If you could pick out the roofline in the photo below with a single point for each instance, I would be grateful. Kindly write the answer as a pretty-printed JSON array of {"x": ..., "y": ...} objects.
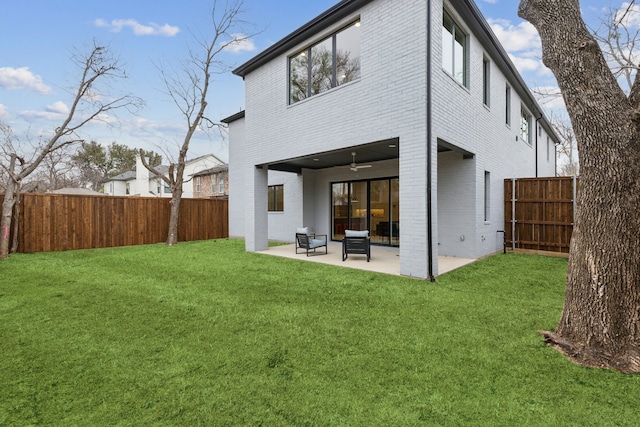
[
  {"x": 467, "y": 8},
  {"x": 233, "y": 118},
  {"x": 488, "y": 39},
  {"x": 316, "y": 25}
]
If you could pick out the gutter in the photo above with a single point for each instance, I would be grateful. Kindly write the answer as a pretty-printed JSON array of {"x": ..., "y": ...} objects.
[{"x": 430, "y": 276}]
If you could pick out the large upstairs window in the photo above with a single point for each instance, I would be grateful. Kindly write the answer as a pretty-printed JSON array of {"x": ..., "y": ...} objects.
[
  {"x": 454, "y": 49},
  {"x": 325, "y": 65}
]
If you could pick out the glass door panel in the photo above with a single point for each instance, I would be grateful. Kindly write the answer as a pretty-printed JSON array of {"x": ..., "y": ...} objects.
[
  {"x": 395, "y": 212},
  {"x": 340, "y": 207},
  {"x": 359, "y": 206},
  {"x": 380, "y": 213}
]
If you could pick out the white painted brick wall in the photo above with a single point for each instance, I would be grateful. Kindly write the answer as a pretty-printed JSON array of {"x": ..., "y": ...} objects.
[{"x": 388, "y": 101}]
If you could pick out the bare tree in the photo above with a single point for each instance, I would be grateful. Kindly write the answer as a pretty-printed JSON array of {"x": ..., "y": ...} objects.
[
  {"x": 87, "y": 106},
  {"x": 189, "y": 89},
  {"x": 618, "y": 36},
  {"x": 566, "y": 152},
  {"x": 600, "y": 322}
]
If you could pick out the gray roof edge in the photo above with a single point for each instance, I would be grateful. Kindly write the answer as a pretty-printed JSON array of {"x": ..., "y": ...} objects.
[
  {"x": 322, "y": 21},
  {"x": 487, "y": 36}
]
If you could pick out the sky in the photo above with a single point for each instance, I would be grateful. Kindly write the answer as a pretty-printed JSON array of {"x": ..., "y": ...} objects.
[{"x": 38, "y": 39}]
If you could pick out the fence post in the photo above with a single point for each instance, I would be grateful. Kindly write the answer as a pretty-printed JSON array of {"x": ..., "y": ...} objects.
[{"x": 513, "y": 214}]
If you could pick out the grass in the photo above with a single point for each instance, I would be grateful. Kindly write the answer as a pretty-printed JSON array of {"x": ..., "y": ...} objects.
[{"x": 205, "y": 334}]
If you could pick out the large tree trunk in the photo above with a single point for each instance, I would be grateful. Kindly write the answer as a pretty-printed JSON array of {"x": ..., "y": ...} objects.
[
  {"x": 5, "y": 219},
  {"x": 600, "y": 323}
]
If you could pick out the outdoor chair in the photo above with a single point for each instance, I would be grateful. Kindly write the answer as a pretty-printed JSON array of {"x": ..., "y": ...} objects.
[
  {"x": 356, "y": 242},
  {"x": 310, "y": 242}
]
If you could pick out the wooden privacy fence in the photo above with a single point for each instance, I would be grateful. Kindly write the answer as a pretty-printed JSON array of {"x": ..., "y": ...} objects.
[
  {"x": 538, "y": 213},
  {"x": 57, "y": 222}
]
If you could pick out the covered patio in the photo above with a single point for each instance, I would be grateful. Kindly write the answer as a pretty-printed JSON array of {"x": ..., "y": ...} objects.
[{"x": 383, "y": 259}]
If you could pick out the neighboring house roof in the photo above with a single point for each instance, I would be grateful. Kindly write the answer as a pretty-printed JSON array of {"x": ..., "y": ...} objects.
[
  {"x": 126, "y": 176},
  {"x": 233, "y": 117},
  {"x": 467, "y": 9},
  {"x": 77, "y": 191},
  {"x": 217, "y": 169},
  {"x": 205, "y": 156}
]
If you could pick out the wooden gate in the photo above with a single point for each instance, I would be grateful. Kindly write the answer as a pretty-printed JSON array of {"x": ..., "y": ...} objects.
[{"x": 539, "y": 213}]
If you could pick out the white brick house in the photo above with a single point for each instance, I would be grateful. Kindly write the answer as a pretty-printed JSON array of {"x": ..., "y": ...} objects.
[{"x": 425, "y": 96}]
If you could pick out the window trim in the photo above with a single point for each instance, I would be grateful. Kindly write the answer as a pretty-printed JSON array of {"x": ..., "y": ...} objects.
[
  {"x": 465, "y": 52},
  {"x": 273, "y": 207},
  {"x": 508, "y": 105},
  {"x": 487, "y": 196},
  {"x": 526, "y": 115},
  {"x": 486, "y": 81}
]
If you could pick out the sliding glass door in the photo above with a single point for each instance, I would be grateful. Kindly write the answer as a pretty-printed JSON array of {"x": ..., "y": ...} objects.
[{"x": 372, "y": 205}]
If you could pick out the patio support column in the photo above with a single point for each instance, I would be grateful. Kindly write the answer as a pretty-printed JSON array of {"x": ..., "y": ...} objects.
[{"x": 257, "y": 220}]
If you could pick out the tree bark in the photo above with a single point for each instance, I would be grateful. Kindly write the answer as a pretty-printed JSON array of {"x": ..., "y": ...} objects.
[
  {"x": 600, "y": 323},
  {"x": 5, "y": 219}
]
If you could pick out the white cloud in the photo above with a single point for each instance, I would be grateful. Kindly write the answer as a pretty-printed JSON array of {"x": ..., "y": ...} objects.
[
  {"x": 522, "y": 43},
  {"x": 58, "y": 107},
  {"x": 629, "y": 16},
  {"x": 240, "y": 43},
  {"x": 22, "y": 78},
  {"x": 516, "y": 38},
  {"x": 152, "y": 29}
]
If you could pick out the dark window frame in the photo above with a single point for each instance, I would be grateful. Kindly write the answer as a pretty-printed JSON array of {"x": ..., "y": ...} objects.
[
  {"x": 275, "y": 198},
  {"x": 308, "y": 54}
]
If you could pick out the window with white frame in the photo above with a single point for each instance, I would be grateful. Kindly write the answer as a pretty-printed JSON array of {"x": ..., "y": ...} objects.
[
  {"x": 525, "y": 125},
  {"x": 454, "y": 49},
  {"x": 487, "y": 196},
  {"x": 276, "y": 198},
  {"x": 507, "y": 111},
  {"x": 329, "y": 63},
  {"x": 486, "y": 82}
]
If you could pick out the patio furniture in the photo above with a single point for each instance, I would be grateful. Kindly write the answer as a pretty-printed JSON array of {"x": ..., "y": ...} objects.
[
  {"x": 310, "y": 242},
  {"x": 356, "y": 242}
]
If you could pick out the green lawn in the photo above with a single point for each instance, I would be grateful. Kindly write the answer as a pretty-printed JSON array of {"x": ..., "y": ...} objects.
[{"x": 205, "y": 334}]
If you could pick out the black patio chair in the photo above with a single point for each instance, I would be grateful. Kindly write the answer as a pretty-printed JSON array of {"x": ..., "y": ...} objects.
[{"x": 356, "y": 243}]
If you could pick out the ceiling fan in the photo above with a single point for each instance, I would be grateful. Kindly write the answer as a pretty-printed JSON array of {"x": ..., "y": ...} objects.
[{"x": 354, "y": 166}]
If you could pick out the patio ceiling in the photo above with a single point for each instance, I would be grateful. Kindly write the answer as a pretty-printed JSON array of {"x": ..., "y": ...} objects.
[{"x": 373, "y": 152}]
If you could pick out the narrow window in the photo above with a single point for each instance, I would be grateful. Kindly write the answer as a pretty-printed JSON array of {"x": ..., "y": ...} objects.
[
  {"x": 486, "y": 85},
  {"x": 276, "y": 198},
  {"x": 525, "y": 125},
  {"x": 487, "y": 196},
  {"x": 454, "y": 49},
  {"x": 507, "y": 111}
]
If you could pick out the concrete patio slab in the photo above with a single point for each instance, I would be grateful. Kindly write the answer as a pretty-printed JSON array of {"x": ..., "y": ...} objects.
[{"x": 383, "y": 259}]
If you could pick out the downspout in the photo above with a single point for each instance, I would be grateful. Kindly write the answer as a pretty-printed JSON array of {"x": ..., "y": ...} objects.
[
  {"x": 431, "y": 277},
  {"x": 536, "y": 131}
]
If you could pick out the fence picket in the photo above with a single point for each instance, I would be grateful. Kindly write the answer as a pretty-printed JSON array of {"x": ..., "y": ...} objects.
[{"x": 58, "y": 222}]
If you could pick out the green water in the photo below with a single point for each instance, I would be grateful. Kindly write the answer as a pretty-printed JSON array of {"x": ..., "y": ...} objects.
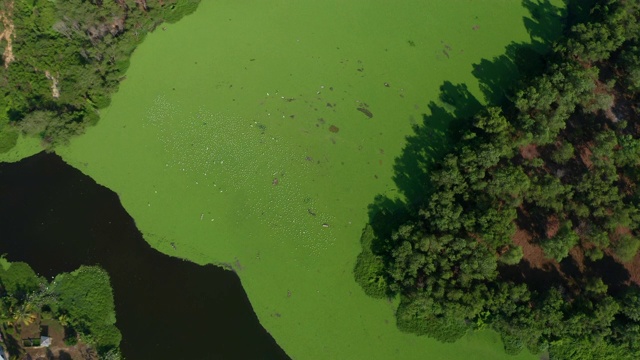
[{"x": 219, "y": 141}]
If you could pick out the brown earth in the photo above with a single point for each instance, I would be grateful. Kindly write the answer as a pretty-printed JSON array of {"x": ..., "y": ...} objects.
[{"x": 529, "y": 152}]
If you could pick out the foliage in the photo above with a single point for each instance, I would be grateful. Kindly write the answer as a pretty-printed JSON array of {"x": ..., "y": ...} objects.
[
  {"x": 559, "y": 163},
  {"x": 82, "y": 301},
  {"x": 69, "y": 57},
  {"x": 87, "y": 298}
]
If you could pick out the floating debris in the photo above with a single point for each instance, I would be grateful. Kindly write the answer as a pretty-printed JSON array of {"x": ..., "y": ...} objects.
[{"x": 366, "y": 112}]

**********

_PROBLEM DETAILS_
This exercise asks for the line with "If you could pick out the floating" and all lines after it through the end of the records above, retyped exactly and with nothing else.

_EXERCISE RESULT_
If you could pick out the floating debris in the photo above with a single point for each instance, I would be grateful. Kindly write the answer as a pretty-printed JSON array of {"x": ..., "y": ...} objects.
[{"x": 366, "y": 112}]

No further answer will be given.